# DATA PROVIDED:
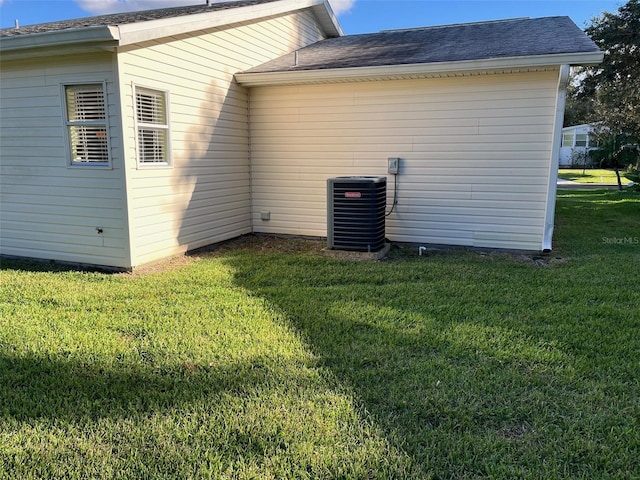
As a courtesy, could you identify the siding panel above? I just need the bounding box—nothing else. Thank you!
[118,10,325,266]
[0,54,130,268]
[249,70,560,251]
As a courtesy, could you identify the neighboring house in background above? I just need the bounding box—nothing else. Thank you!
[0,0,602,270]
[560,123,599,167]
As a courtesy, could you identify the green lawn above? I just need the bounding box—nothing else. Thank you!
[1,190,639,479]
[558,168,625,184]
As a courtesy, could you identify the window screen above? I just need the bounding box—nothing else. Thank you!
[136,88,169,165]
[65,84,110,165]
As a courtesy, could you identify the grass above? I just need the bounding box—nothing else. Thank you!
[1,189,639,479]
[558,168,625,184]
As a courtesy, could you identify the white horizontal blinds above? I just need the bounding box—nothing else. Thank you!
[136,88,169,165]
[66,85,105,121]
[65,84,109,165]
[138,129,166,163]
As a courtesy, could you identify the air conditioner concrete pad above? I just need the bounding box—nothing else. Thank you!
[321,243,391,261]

# WORK ITEM:
Write out again, exactly, the lines from the one holding "As a courtesy, could you identify the air" through the end of the listing, with both ends included.

# YOUR SOLUTION:
As a courtesy, could you identify the air conditioner concrete pad above? I just need the bounding box—nothing else. Thank you!
[321,243,391,261]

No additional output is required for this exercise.